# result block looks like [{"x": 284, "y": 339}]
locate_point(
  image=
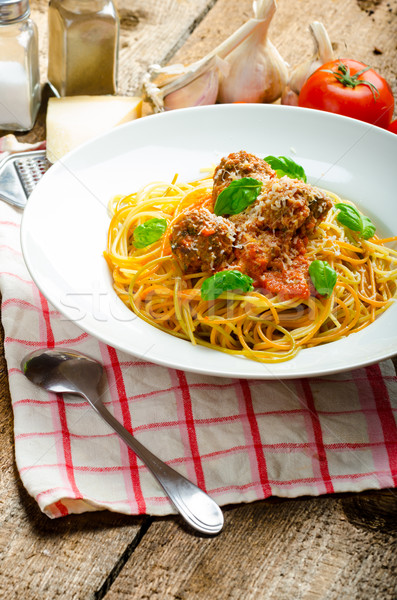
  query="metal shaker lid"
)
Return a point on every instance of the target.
[{"x": 12, "y": 11}]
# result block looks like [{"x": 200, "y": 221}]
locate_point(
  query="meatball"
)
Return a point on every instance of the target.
[
  {"x": 201, "y": 241},
  {"x": 284, "y": 205},
  {"x": 238, "y": 165}
]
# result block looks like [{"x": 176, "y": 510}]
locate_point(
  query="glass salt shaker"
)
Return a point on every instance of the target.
[
  {"x": 83, "y": 47},
  {"x": 19, "y": 67}
]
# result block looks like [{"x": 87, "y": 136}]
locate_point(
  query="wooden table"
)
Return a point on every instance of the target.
[{"x": 338, "y": 547}]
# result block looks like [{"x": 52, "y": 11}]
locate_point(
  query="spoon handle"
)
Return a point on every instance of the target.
[{"x": 197, "y": 508}]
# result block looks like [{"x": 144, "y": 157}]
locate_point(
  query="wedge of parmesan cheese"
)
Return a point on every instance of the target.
[{"x": 71, "y": 121}]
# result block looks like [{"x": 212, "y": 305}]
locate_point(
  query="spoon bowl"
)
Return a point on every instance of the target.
[{"x": 67, "y": 371}]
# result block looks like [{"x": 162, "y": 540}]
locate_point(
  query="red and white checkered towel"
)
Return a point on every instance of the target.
[{"x": 239, "y": 440}]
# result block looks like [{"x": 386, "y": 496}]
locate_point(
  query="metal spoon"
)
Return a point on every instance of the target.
[{"x": 66, "y": 371}]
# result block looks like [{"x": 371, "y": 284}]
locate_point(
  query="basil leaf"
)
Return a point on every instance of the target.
[
  {"x": 237, "y": 196},
  {"x": 350, "y": 217},
  {"x": 368, "y": 228},
  {"x": 286, "y": 166},
  {"x": 223, "y": 281},
  {"x": 149, "y": 232},
  {"x": 323, "y": 277}
]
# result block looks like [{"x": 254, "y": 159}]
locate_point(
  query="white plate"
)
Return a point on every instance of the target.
[{"x": 65, "y": 223}]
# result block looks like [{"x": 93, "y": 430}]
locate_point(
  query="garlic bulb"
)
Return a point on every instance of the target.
[
  {"x": 257, "y": 71},
  {"x": 195, "y": 85},
  {"x": 198, "y": 83},
  {"x": 322, "y": 53}
]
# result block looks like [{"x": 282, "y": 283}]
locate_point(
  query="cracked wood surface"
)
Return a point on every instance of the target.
[{"x": 333, "y": 548}]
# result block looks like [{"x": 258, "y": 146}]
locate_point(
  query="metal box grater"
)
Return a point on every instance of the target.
[{"x": 19, "y": 175}]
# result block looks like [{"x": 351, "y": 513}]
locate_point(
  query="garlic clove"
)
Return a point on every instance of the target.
[
  {"x": 194, "y": 85},
  {"x": 258, "y": 73},
  {"x": 201, "y": 91},
  {"x": 200, "y": 84},
  {"x": 323, "y": 53}
]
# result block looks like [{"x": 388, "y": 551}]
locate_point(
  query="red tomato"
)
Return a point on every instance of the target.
[
  {"x": 393, "y": 126},
  {"x": 349, "y": 88}
]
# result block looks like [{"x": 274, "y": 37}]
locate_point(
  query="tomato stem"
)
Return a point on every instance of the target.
[{"x": 343, "y": 75}]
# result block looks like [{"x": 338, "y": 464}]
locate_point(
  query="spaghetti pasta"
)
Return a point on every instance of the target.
[{"x": 257, "y": 324}]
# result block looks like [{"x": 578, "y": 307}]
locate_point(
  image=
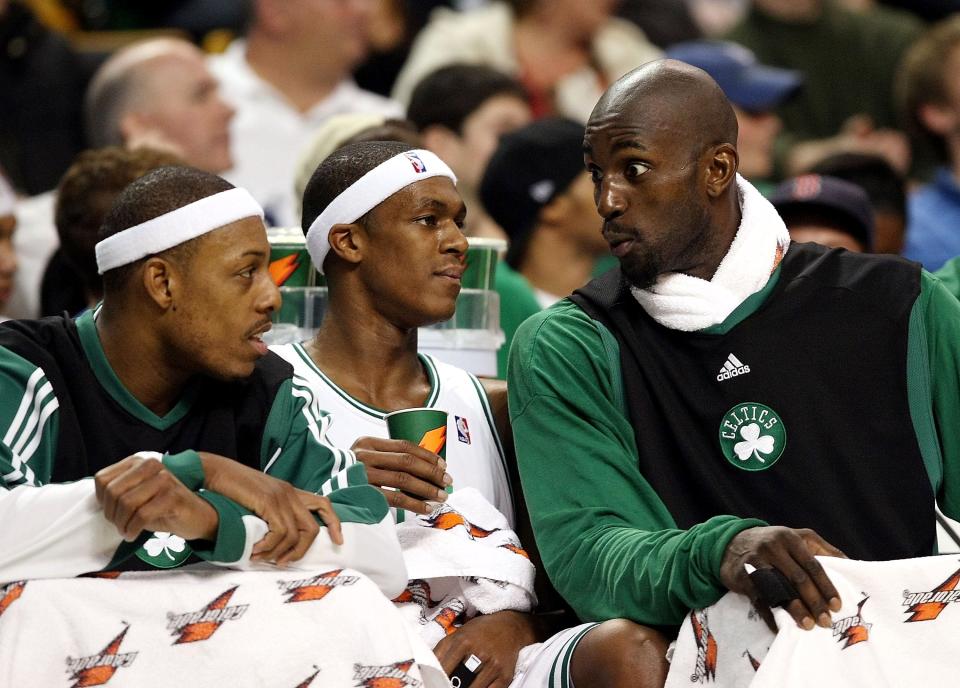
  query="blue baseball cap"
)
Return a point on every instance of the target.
[{"x": 747, "y": 84}]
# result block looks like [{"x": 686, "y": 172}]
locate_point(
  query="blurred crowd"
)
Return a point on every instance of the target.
[{"x": 848, "y": 112}]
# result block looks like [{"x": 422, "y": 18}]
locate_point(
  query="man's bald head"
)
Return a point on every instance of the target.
[
  {"x": 159, "y": 93},
  {"x": 672, "y": 95}
]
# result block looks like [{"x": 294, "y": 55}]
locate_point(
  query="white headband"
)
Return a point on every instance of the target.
[
  {"x": 368, "y": 192},
  {"x": 176, "y": 227},
  {"x": 8, "y": 199}
]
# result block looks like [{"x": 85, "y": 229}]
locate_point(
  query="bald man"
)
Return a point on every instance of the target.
[
  {"x": 156, "y": 94},
  {"x": 711, "y": 402},
  {"x": 159, "y": 93}
]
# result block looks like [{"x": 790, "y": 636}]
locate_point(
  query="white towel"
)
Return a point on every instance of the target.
[
  {"x": 463, "y": 560},
  {"x": 202, "y": 627},
  {"x": 682, "y": 302},
  {"x": 898, "y": 628}
]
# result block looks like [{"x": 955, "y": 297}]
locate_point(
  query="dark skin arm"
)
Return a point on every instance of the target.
[
  {"x": 417, "y": 475},
  {"x": 792, "y": 552},
  {"x": 141, "y": 494}
]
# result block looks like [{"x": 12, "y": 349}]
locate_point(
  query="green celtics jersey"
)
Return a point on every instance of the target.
[
  {"x": 64, "y": 414},
  {"x": 609, "y": 539}
]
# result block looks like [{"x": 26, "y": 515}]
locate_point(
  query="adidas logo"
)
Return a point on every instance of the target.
[{"x": 732, "y": 368}]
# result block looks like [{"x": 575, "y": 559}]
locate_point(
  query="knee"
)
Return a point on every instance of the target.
[{"x": 620, "y": 653}]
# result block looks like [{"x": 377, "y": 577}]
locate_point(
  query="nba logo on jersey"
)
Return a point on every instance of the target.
[
  {"x": 463, "y": 430},
  {"x": 417, "y": 163}
]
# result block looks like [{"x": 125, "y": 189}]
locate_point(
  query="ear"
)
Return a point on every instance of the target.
[
  {"x": 160, "y": 282},
  {"x": 348, "y": 242},
  {"x": 721, "y": 169},
  {"x": 443, "y": 142},
  {"x": 939, "y": 119}
]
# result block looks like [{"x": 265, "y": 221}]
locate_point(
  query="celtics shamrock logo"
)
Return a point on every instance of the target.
[
  {"x": 752, "y": 436},
  {"x": 164, "y": 550}
]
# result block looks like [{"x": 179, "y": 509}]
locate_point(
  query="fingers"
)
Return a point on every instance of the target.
[
  {"x": 322, "y": 506},
  {"x": 400, "y": 500},
  {"x": 450, "y": 653},
  {"x": 283, "y": 535},
  {"x": 117, "y": 483},
  {"x": 402, "y": 457},
  {"x": 817, "y": 594}
]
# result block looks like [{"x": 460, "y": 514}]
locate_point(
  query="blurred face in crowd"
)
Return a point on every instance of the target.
[
  {"x": 577, "y": 214},
  {"x": 179, "y": 107},
  {"x": 469, "y": 153},
  {"x": 334, "y": 33},
  {"x": 825, "y": 236},
  {"x": 8, "y": 258},
  {"x": 757, "y": 132}
]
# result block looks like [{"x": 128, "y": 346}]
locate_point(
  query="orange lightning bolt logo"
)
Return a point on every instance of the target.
[
  {"x": 387, "y": 676},
  {"x": 200, "y": 625},
  {"x": 446, "y": 518},
  {"x": 926, "y": 606},
  {"x": 98, "y": 669},
  {"x": 282, "y": 268},
  {"x": 706, "y": 668},
  {"x": 315, "y": 587},
  {"x": 433, "y": 440},
  {"x": 10, "y": 594},
  {"x": 852, "y": 630}
]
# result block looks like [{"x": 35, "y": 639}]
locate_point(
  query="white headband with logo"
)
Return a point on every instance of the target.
[
  {"x": 176, "y": 227},
  {"x": 368, "y": 192}
]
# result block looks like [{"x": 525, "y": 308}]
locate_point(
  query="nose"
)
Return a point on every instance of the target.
[
  {"x": 270, "y": 299},
  {"x": 454, "y": 241},
  {"x": 611, "y": 202}
]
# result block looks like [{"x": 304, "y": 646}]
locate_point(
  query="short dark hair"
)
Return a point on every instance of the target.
[
  {"x": 156, "y": 193},
  {"x": 886, "y": 187},
  {"x": 922, "y": 79},
  {"x": 85, "y": 195},
  {"x": 448, "y": 96},
  {"x": 340, "y": 170}
]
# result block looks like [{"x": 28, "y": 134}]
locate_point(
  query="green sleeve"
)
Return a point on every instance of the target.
[
  {"x": 295, "y": 447},
  {"x": 517, "y": 303},
  {"x": 949, "y": 275},
  {"x": 608, "y": 542},
  {"x": 29, "y": 421},
  {"x": 934, "y": 384}
]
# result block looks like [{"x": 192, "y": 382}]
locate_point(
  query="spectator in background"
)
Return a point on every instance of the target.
[
  {"x": 564, "y": 52},
  {"x": 156, "y": 93},
  {"x": 536, "y": 188},
  {"x": 42, "y": 80},
  {"x": 71, "y": 282},
  {"x": 826, "y": 211},
  {"x": 887, "y": 191},
  {"x": 159, "y": 93},
  {"x": 754, "y": 90},
  {"x": 462, "y": 110},
  {"x": 848, "y": 61},
  {"x": 289, "y": 74},
  {"x": 8, "y": 256},
  {"x": 338, "y": 131},
  {"x": 929, "y": 95}
]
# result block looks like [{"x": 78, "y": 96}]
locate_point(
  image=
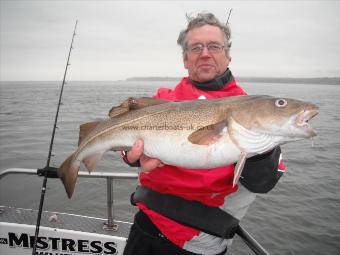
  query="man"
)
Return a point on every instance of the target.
[{"x": 205, "y": 44}]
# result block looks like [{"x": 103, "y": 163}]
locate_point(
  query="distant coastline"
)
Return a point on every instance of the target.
[{"x": 316, "y": 80}]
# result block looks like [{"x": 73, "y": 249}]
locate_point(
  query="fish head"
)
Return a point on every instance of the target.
[{"x": 273, "y": 116}]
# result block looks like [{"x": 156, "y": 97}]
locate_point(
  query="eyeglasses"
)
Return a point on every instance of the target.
[{"x": 212, "y": 48}]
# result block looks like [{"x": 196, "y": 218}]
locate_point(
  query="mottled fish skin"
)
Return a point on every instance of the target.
[{"x": 198, "y": 134}]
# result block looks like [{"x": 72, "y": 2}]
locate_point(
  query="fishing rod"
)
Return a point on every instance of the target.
[
  {"x": 229, "y": 16},
  {"x": 247, "y": 238},
  {"x": 47, "y": 169}
]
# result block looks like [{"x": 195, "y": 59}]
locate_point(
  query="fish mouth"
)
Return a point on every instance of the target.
[{"x": 302, "y": 121}]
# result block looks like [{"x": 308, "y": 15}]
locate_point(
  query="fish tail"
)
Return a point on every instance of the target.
[{"x": 68, "y": 173}]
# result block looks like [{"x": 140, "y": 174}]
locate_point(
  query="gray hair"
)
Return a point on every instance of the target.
[{"x": 204, "y": 18}]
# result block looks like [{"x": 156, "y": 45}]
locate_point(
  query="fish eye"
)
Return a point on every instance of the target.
[{"x": 281, "y": 102}]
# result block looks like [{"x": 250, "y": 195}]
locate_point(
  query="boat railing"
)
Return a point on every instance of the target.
[{"x": 110, "y": 176}]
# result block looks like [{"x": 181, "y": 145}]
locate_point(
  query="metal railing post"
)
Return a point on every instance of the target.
[{"x": 110, "y": 225}]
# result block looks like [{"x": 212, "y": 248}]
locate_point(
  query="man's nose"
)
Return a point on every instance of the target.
[{"x": 205, "y": 52}]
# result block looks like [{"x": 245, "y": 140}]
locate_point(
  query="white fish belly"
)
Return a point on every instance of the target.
[{"x": 179, "y": 151}]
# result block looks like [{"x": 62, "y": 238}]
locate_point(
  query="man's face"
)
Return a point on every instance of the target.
[{"x": 205, "y": 66}]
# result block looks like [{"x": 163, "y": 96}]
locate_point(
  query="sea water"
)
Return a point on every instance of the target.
[{"x": 301, "y": 215}]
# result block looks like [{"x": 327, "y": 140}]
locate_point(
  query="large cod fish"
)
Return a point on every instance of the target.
[{"x": 199, "y": 134}]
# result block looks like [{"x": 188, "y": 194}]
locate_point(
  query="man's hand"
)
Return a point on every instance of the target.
[{"x": 137, "y": 153}]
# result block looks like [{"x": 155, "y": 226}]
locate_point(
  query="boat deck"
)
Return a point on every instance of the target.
[{"x": 62, "y": 221}]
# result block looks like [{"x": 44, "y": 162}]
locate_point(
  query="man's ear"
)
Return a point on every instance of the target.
[{"x": 185, "y": 62}]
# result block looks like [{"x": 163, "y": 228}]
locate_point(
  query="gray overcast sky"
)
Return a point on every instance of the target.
[{"x": 121, "y": 39}]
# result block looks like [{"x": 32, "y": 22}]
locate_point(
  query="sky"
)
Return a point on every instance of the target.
[{"x": 121, "y": 39}]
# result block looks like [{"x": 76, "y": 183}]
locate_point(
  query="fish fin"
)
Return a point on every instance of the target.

-------------------------

:: Set problem ::
Select every line in the listing above that contains the word "garlic".

:: Written answer ::
  query="garlic bulb"
  query="garlic clove"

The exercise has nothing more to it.